▸ TEXTAUSZUG
◆ ◆ ◆ ◆ ◆ ◆ ◆

1993 erscheint über das ursprünglich eher Punk orientierte Label Buback der Sampler „Kill The Nation With A Groove“ mit Songs von Cora E., Advanced Chemistry und einer Hamburger Gruppe mit dem Namen Absolute Beginner. Letztere veröffentlichen nach der „Gotting“-EP zwei Jahre später ihr Debütalbum „Flashinizm (Stylopath)“ und trotzen mit Band-Sound und Crossover-Anleihen den Realness-Dogmen der noch kleinen Szene. Auch Fettes Brot releasen mit „Auf einem Auge blöd“ zur gleichen Zeit ihre Debüt-LP, haben mit „Nordisch by Nature“ einen veritablen Hit vorzuweisen und feiern ein gutes Jahr später mit dem in bester Geschichtenerzähler-Manier ganz ähnlich gestrickten  „Jein“ und dem Album „Außen Top Hits, Innen Geschmack“ gleich die nächsten Erfolge.

Hamburg in den Charts

Während Fettes Brot schon Dauergäste in den Charts sind, formiert sich in Hamburg nach und nach eine vitale Szene an Rappern und Produzenten. Fischmob vermengen für „Männer können seine Gefühle nicht zeigen“ Partylaune mit mundgemischtem Plattdeutsch-Schnack, handfester Systemkritik und obskuren Soundspielereien. Der Tobi & Das Bo, die sich schon zuvor mit „Genie und Wahnsinn liegen dicht beieinander“ verdient gemacht hatten, bilden fortan mit marcnesium und DJ Coolmann Fünf Sterne deluxe. Dendemann zieht aus dem Sauerland in die Hansestadt, gründet mit DJ Rabauke das Duo Eins Zwo und die beiden setzen mit ihrer „Sport“-EP einen neuen Standard in Sachen Reim- und Samplefertigkeit.

◆ ◆ ◆ ◆ ◆ ◆ ◆

▸ VORLIEGENDE ANGABEN
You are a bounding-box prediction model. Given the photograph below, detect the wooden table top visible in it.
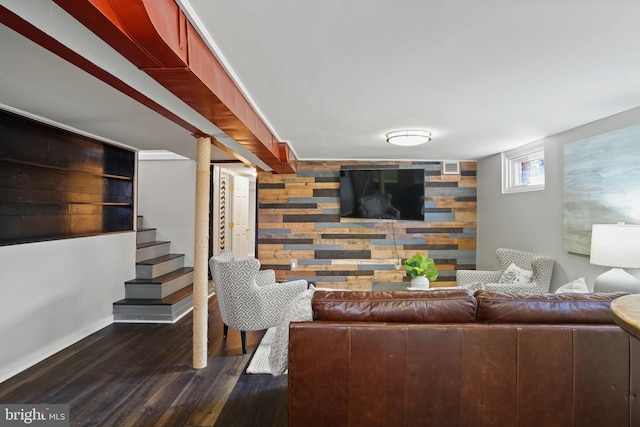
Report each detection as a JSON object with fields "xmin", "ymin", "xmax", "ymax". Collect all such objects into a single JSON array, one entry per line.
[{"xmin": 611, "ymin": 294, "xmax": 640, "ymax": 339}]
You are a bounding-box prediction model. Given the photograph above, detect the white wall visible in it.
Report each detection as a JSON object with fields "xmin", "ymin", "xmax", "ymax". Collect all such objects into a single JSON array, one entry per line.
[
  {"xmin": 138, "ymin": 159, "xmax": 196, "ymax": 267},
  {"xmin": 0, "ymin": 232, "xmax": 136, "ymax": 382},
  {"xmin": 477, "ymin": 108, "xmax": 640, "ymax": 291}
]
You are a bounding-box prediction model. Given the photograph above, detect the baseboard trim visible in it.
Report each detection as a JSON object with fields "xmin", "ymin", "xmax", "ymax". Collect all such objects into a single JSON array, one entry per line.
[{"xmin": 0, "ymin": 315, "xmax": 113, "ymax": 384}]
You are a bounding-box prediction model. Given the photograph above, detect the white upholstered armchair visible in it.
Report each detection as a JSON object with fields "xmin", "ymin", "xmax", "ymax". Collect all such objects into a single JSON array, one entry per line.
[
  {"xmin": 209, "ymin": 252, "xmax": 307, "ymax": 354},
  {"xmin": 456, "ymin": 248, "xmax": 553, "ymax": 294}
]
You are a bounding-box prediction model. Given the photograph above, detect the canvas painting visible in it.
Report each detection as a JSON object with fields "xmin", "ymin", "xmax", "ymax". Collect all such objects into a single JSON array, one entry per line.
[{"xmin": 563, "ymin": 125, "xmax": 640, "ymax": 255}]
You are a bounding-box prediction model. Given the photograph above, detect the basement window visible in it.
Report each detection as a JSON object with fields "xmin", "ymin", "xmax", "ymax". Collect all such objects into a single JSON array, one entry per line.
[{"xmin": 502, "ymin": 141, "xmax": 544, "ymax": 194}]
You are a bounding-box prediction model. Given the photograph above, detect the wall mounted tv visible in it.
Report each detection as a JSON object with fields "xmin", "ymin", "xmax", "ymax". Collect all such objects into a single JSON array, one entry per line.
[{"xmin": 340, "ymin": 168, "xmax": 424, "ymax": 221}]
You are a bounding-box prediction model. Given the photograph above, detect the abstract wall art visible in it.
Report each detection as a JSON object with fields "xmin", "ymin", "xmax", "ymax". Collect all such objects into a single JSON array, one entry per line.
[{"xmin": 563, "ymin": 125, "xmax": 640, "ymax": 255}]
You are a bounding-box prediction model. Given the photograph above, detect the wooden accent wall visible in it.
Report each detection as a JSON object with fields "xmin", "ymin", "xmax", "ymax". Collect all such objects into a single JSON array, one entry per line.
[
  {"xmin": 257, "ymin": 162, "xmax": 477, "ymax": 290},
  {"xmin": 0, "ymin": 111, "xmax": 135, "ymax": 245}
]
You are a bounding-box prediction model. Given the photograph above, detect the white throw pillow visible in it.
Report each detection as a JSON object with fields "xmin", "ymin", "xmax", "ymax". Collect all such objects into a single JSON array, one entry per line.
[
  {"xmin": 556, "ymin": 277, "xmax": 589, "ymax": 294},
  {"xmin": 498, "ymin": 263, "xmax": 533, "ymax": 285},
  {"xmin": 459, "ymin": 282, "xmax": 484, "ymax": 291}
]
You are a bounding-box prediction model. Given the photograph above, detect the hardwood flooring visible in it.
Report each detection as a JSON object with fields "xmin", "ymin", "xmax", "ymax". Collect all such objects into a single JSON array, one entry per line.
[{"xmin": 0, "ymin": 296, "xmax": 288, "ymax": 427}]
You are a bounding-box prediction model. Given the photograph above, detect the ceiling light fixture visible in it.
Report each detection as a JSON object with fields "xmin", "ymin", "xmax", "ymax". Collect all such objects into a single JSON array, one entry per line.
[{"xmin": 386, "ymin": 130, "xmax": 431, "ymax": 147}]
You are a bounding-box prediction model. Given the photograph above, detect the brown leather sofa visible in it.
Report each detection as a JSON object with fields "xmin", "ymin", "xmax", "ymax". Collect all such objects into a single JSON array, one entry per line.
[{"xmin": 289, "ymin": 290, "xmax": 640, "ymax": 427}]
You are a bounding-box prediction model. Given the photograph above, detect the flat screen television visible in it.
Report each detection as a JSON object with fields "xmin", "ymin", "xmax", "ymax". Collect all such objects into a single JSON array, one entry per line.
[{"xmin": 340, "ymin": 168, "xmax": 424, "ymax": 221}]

◆ ◆ ◆ ◆ ◆ ◆ ◆

▸ AUFGABE A
Gib aus dem Text über die Hamburger Rapszene den Abschnitt wortgetreu aus, der mit „1993 erscheint über“ beginnt und sich bis einschließlich „die nächsten Erfolge.“ fortsetzt.
▸ AUFGABE B
Zähle, in wie vielen Zeilen das Wort „white“ vorkommt, und gib nur diese Zahl an.

▸ FERTIGE LÖSUNG A
1993 erscheint über das ursprünglich eher Punk orientierte Label Buback der Sampler „Kill The Nation With A Groove“ mit Songs von Cora E., Advanced Chemistry und einer Hamburger Gruppe mit dem Namen Absolute Beginner. Letztere veröffentlichen nach der „Gotting“-EP zwei Jahre später ihr Debütalbum „Flashinizm (Stylopath)“ und trotzen mit Band-Sound und Crossover-Anleihen den Realness-Dogmen der noch kleinen Szene. Auch Fettes Brot releasen mit „Auf einem Auge blöd“ zur gleichen Zeit ihre Debüt-LP, haben mit „Nordisch by Nature“ einen veritablen Hit vorzuweisen und feiern ein gutes Jahr später mit dem in bester Geschichtenerzähler-Manier ganz ähnlich gestrickten  „Jein“ und dem Album „Außen Top Hits, Innen Geschmack“ gleich die nächsten Erfolge.

▸ FERTIGE LÖSUNG B
3